— START Provided data —
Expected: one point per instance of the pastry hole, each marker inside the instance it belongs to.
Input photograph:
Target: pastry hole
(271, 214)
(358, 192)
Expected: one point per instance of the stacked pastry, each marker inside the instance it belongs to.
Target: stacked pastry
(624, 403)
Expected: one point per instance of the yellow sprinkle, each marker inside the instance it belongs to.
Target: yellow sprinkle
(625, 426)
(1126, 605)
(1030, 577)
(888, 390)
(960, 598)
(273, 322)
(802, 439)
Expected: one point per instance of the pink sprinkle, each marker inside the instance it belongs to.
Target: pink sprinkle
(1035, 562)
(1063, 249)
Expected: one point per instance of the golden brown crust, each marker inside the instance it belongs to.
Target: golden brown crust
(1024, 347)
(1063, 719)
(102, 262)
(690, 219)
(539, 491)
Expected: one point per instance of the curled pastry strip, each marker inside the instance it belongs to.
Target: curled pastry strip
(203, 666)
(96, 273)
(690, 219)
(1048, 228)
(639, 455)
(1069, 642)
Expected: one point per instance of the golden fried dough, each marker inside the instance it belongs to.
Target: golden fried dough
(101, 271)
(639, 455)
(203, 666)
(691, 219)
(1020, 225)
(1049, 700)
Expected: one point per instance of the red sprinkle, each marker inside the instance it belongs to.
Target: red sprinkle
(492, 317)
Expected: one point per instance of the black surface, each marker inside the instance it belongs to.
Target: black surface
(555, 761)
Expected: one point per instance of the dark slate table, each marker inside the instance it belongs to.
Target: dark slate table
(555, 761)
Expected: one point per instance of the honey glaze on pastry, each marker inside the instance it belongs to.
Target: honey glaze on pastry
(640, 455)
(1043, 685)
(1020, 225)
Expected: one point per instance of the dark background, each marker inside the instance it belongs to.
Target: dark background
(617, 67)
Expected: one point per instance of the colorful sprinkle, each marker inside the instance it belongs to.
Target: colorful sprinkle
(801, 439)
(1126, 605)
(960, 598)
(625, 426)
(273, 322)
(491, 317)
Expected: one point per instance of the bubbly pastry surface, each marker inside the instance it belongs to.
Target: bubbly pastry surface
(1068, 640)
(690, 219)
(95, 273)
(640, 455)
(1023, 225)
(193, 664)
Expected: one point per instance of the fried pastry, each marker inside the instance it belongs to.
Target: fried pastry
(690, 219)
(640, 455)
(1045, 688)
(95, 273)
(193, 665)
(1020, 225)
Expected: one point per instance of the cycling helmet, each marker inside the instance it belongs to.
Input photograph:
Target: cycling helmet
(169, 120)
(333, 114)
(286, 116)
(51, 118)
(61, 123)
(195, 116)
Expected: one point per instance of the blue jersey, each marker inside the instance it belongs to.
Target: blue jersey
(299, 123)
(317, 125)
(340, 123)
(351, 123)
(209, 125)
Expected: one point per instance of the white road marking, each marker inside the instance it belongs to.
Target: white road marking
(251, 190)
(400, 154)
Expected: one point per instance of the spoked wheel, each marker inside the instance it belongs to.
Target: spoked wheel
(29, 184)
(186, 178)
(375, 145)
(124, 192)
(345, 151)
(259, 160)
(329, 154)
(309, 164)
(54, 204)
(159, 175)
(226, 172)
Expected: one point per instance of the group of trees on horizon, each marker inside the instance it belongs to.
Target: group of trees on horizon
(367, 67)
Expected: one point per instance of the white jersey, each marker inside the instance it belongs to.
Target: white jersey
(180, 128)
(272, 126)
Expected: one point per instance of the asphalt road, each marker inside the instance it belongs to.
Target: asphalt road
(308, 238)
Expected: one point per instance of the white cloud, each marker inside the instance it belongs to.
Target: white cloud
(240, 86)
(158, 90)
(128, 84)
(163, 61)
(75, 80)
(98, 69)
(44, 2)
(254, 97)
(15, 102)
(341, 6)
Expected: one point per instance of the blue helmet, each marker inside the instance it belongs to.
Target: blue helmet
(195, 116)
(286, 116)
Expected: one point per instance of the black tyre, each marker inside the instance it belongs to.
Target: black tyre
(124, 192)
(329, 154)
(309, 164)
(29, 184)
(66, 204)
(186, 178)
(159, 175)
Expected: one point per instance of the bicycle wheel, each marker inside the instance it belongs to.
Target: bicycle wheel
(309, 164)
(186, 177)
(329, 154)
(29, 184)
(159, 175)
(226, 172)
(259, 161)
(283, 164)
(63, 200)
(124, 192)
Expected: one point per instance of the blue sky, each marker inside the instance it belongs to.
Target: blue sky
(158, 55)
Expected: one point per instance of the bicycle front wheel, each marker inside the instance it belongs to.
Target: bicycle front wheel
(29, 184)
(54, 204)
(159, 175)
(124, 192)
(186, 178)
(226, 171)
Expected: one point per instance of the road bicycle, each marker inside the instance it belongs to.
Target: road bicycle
— END Provided data —
Above are some records. Print them all exactly.

Complete response |
Expected: one point per instance of the pastry hole, each marker inside the instance it belongs to.
Input photograph:
Target: pastry hole
(271, 214)
(358, 192)
Expected: one point per instance of the stacked pastry, each marker inside the instance it belongs to.
Target: stacked pastry
(624, 403)
Expected: one point per instance of the yellow sprinkle, each marker inside the instance it belongs to.
Target: yellow sprinkle
(625, 426)
(1126, 605)
(1030, 577)
(888, 390)
(960, 598)
(273, 322)
(802, 439)
Expected: one point per instance of the pink sprinkle, each marker inside the instance it belongs to.
Target: pink sprinkle
(1035, 562)
(1063, 249)
Expected: one point per instance of the golden brown crust, each marker inside the instance it belongs to.
Target: golden brown crust
(1024, 347)
(1063, 719)
(102, 262)
(690, 219)
(539, 491)
Expected: one point per instance of the curled pastry strip, each marker inside the instance it belongs to.
Target: curled pastry strip
(203, 666)
(96, 273)
(690, 219)
(1048, 228)
(639, 455)
(1069, 642)
Expected: one point per instance of the golden fried dough, each marker inside the instance it belongs to.
Target: golden fried dough
(101, 271)
(639, 455)
(203, 666)
(691, 219)
(1020, 225)
(1049, 700)
Expected: one point per instance of the red sprinkle, each marker inside the instance it belongs to.
Target: red sprinkle
(492, 317)
Expected: one point per instance of the black surface, each marker inside the instance it belongs to.
Target: black surface
(555, 761)
Expected: one point per instance of the dark slate table, each marker inside the instance it belongs to.
Target: dark slate table
(555, 761)
Expected: one point per instance of the honey glaze on pastry, each marker inside the instance it belongs to.
Target: honey glaze on pastry
(640, 455)
(1043, 685)
(1020, 225)
Expected: one point per instance of the dark background, each marker inside the instance it belongs to.
Target: dark background
(617, 67)
Expected: one point per instance of the colorful sprinkle, each marker inside the instance it belongs to.
Target: colorful sprinkle
(801, 439)
(1126, 605)
(960, 598)
(625, 426)
(273, 322)
(491, 317)
Expected: one point per instance of the bubbly pastry surface, each marker inside the instance it belongs to.
Target: bubbly pastry surface
(1068, 640)
(690, 219)
(95, 273)
(640, 455)
(1023, 225)
(193, 664)
Expected: one point per instance of the fried pastry, each marker inside the instance it belongs to.
Target: fried pastry
(690, 219)
(640, 455)
(1045, 688)
(95, 273)
(193, 665)
(1020, 225)
Expected: one point per instance of the cycling helmet, each marker inside the instance it belongs to.
Input photograph:
Target: cycling helmet
(169, 120)
(333, 114)
(286, 116)
(51, 118)
(61, 123)
(195, 116)
Expected: one point per instance of the blue jersey, each marker inside the instance it belongs to.
Target: blue jersey
(299, 123)
(317, 125)
(340, 123)
(351, 123)
(209, 125)
Expected: one point per instance of the white road marking, each marker inside the instance it belongs to.
Target: white road marking
(251, 190)
(400, 154)
Expected: one point per instance of the spoked wheel, each marker inside the instance it belongs to.
Target: spoked wheel
(29, 184)
(186, 178)
(375, 145)
(124, 192)
(345, 151)
(259, 160)
(329, 154)
(309, 164)
(54, 204)
(159, 175)
(226, 172)
Expected: one point per instance of the group of trees on horizon, each marker inside the instance it belongs to.
Target: group of trees on horizon
(367, 67)
Expected: one point per instance of the white jersey, each marker inside the instance it belongs to.
Target: white jersey
(180, 128)
(272, 126)
Expected: one point per instance of the asphalt road, each marker inside the instance it belongs to.
Target: asphalt road
(308, 238)
Expected: one point per instance of the white cloud, each marker inside the instance it belongs to.
Target: white cloud
(240, 86)
(158, 90)
(128, 84)
(163, 61)
(75, 80)
(98, 69)
(44, 2)
(254, 97)
(15, 102)
(341, 6)
Expected: one point per instance of the blue helmet, each marker inside the instance it belongs to.
Target: blue helmet
(195, 116)
(286, 116)
Expected: one point per instance of the black tyre, each marker inside the instance it belongs to.
Target: black tyre
(124, 192)
(329, 154)
(309, 164)
(29, 184)
(66, 204)
(186, 178)
(159, 175)
Expected: one point per instance of the bicycle wheel, each marker inside the instance it belongs to.
Target: bicycle wheel
(309, 164)
(186, 177)
(329, 154)
(29, 184)
(159, 175)
(226, 172)
(259, 161)
(283, 164)
(63, 200)
(124, 192)
Expected: one point per instance of the blue sky, each marker inside the instance it belongs to.
Target: blue sky
(158, 55)
Expected: one point per instance of the bicycle front wheel, each marker inside the instance it belongs to.
Target: bicycle front wheel
(29, 184)
(54, 204)
(159, 175)
(124, 192)
(186, 178)
(226, 171)
Expected: one point per instance of the road bicycle, each marker inside the instance it belongs to.
Target: road bicycle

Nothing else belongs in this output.